• Supplied data
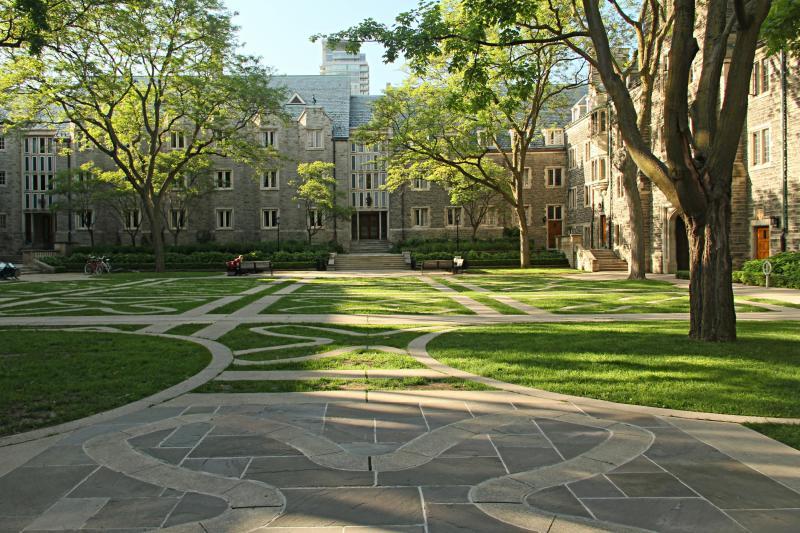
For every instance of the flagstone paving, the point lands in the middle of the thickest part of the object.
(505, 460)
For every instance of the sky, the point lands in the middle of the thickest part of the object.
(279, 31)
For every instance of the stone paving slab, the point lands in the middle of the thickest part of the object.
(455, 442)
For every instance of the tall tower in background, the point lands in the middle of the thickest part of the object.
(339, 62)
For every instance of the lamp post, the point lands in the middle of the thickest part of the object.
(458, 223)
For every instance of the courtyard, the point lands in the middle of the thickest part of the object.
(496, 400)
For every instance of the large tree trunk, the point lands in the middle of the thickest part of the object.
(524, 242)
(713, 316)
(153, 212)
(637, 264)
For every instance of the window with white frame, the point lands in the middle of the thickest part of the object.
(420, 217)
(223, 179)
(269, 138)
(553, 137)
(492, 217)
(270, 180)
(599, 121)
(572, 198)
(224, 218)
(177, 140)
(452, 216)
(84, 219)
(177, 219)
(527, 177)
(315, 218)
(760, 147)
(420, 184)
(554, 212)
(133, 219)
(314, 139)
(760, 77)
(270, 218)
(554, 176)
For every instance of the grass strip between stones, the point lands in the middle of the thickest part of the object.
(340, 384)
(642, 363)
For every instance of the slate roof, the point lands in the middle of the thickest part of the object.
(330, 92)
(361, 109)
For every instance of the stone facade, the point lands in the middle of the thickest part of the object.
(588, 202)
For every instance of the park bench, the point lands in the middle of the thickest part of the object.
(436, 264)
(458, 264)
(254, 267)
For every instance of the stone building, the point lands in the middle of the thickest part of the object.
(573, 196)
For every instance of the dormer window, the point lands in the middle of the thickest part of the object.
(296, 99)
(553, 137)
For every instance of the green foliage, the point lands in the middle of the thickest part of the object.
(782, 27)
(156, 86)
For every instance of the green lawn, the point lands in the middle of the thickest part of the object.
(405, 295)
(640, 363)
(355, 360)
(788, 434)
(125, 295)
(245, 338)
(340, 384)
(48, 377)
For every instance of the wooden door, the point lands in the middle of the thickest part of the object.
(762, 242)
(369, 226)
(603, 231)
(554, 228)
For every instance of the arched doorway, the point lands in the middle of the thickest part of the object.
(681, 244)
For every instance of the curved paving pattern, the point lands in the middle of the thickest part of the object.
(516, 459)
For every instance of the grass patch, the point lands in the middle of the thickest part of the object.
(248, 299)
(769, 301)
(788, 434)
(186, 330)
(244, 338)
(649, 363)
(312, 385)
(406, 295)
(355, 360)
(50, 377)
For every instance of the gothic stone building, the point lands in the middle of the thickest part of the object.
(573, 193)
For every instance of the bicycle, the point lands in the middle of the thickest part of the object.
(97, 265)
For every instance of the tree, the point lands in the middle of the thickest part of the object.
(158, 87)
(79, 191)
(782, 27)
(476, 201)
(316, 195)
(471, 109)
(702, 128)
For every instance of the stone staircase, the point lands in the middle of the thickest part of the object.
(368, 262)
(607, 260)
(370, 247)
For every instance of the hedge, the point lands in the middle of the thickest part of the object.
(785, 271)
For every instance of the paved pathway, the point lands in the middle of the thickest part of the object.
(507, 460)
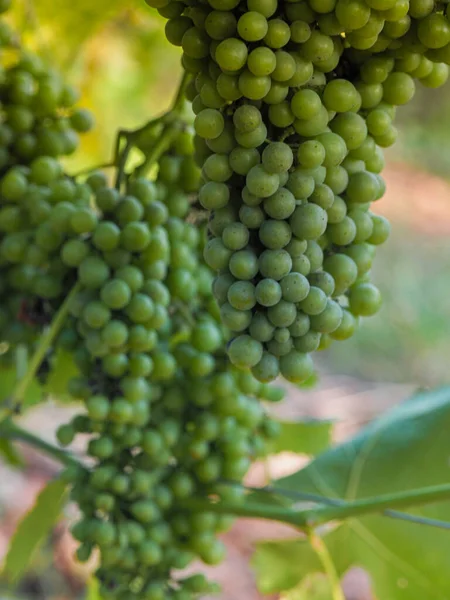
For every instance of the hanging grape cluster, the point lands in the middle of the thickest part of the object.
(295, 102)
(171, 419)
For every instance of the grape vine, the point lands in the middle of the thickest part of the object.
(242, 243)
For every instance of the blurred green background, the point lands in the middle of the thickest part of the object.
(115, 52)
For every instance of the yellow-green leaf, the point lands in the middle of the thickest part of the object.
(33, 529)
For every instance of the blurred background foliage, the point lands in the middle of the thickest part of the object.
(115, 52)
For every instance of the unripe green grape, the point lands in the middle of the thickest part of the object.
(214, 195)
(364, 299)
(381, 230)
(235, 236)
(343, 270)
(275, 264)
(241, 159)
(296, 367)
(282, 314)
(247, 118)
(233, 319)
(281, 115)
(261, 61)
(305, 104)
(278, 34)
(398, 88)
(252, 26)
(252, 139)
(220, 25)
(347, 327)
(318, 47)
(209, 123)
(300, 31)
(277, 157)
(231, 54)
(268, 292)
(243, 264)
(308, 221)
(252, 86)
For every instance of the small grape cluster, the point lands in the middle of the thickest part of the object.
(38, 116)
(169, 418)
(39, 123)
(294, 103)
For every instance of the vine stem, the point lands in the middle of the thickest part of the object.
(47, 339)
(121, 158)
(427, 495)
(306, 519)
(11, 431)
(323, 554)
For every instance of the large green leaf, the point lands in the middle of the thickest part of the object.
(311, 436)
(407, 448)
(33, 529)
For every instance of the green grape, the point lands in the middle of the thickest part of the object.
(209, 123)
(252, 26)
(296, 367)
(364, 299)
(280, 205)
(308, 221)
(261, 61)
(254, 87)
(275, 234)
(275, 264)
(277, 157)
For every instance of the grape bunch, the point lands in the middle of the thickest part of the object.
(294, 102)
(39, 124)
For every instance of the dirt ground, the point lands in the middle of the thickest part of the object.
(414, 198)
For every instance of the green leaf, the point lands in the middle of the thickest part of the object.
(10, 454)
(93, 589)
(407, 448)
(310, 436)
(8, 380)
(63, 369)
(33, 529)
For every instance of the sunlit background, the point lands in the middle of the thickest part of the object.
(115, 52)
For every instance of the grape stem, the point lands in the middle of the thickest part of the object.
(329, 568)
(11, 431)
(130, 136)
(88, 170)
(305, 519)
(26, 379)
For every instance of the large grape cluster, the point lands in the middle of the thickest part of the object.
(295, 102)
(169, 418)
...
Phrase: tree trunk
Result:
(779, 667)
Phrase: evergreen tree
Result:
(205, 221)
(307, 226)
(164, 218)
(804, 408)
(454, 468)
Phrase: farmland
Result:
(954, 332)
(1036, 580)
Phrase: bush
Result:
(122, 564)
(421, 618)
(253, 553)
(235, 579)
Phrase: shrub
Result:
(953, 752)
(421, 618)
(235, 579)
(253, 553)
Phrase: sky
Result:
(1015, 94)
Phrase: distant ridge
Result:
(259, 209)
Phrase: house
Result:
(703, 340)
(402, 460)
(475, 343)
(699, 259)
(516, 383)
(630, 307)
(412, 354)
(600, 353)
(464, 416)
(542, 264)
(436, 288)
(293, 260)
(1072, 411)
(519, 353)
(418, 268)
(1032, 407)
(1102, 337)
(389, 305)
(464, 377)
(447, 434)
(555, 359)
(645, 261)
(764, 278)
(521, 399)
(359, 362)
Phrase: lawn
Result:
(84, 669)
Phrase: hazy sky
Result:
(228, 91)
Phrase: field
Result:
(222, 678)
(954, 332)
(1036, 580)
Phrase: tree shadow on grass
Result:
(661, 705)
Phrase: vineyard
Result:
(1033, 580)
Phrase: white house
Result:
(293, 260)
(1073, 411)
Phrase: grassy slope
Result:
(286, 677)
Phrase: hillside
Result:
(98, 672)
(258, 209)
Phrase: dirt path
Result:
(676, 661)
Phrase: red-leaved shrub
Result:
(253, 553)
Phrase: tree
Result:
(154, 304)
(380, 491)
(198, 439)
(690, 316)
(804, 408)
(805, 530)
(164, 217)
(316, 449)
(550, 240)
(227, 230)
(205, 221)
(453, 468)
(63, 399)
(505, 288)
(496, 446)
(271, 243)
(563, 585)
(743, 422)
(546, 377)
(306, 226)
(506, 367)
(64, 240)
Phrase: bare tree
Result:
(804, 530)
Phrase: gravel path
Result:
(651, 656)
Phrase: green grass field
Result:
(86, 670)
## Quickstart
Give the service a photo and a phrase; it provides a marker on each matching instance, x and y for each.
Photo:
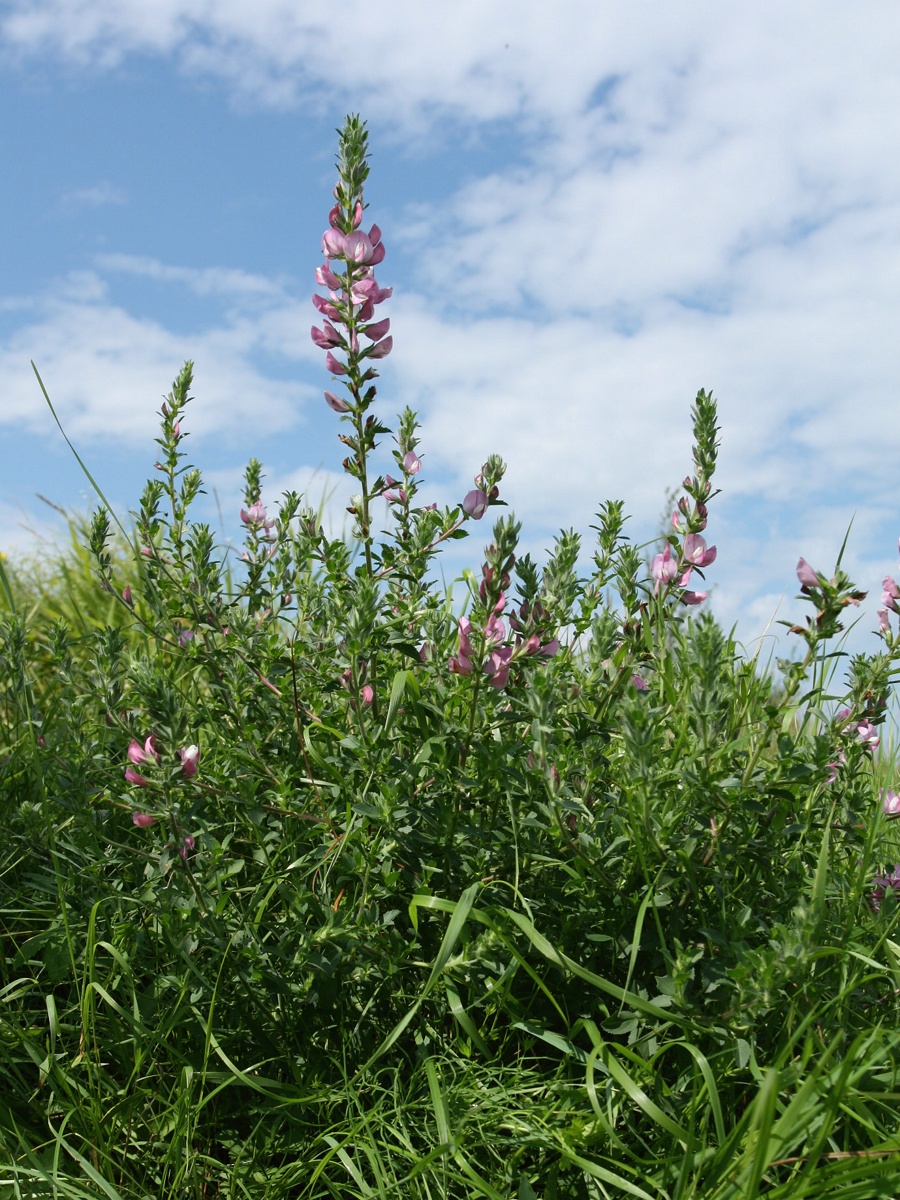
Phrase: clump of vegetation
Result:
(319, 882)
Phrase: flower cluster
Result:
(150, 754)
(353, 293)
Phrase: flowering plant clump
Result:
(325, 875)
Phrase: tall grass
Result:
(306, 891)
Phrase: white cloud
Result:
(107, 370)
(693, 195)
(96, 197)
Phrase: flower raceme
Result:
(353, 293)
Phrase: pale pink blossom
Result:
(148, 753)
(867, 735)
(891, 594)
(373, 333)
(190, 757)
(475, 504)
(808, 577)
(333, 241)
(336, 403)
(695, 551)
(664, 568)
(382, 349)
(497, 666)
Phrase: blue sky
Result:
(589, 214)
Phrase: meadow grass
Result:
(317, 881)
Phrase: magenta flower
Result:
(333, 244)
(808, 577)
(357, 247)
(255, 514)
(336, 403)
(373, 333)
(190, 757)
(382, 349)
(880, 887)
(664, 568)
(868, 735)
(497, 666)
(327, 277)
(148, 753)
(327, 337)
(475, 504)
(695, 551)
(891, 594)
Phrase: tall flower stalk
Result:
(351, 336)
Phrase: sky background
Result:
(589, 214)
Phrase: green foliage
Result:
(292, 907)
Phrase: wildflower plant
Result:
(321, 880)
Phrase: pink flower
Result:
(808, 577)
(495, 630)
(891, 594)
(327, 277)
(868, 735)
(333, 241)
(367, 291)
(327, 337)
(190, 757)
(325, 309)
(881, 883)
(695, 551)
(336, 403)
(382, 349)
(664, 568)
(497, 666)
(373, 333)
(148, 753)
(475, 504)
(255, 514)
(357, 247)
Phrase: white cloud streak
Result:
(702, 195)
---
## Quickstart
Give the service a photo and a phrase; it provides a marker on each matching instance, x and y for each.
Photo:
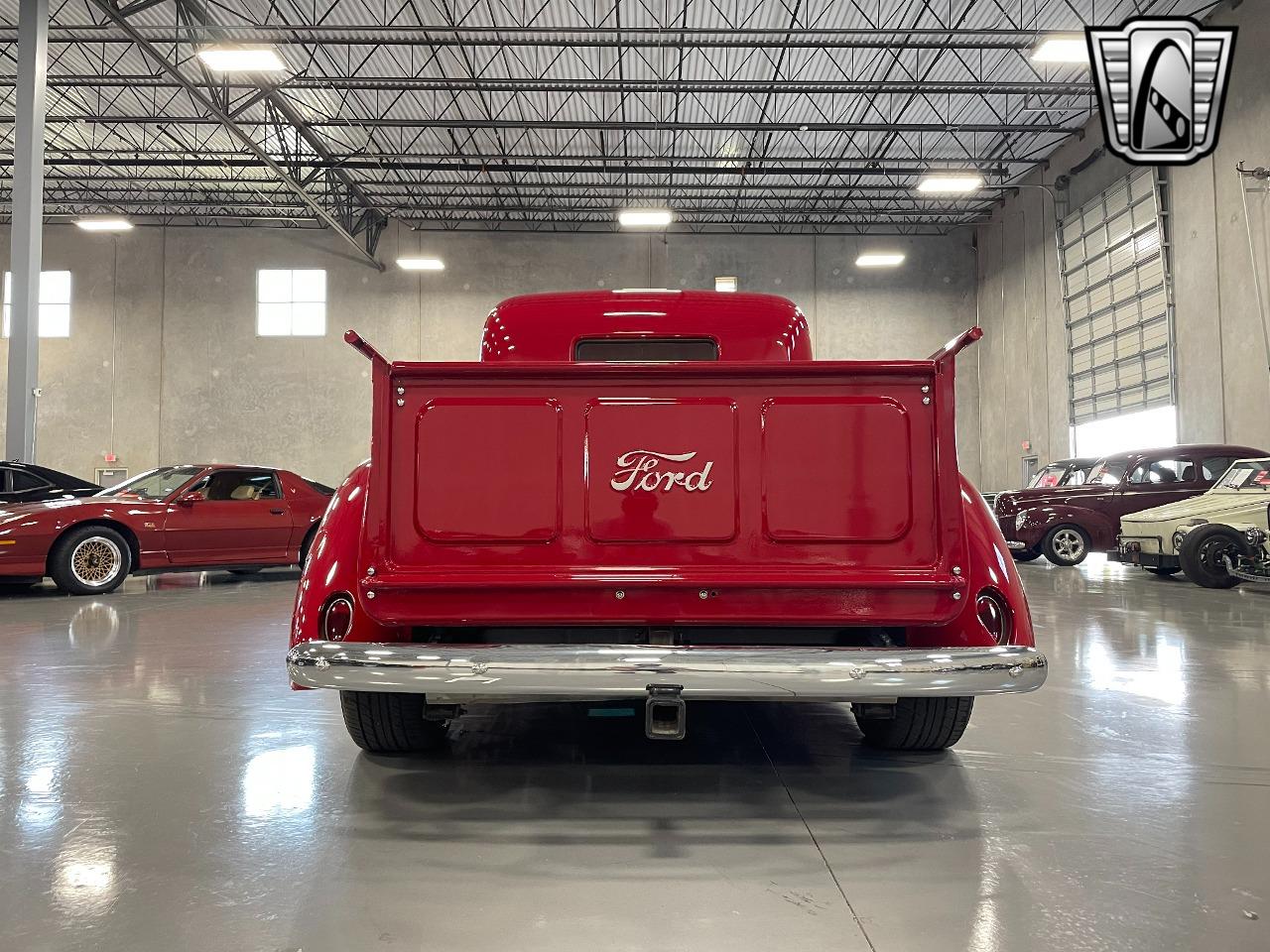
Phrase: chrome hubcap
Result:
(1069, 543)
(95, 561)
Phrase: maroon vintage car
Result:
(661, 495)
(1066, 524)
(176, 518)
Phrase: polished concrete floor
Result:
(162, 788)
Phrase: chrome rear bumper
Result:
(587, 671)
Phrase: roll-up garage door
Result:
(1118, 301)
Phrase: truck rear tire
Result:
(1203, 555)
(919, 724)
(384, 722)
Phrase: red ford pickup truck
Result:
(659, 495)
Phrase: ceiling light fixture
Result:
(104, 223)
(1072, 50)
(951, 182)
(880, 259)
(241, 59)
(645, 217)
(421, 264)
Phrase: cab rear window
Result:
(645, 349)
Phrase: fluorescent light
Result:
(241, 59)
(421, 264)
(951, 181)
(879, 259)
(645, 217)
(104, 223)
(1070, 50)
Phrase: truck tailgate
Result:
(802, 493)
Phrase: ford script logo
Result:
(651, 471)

• Problem to work on
Count the lines in the material above that contain the string "leaf". Reply with the number alone.

• Task response
3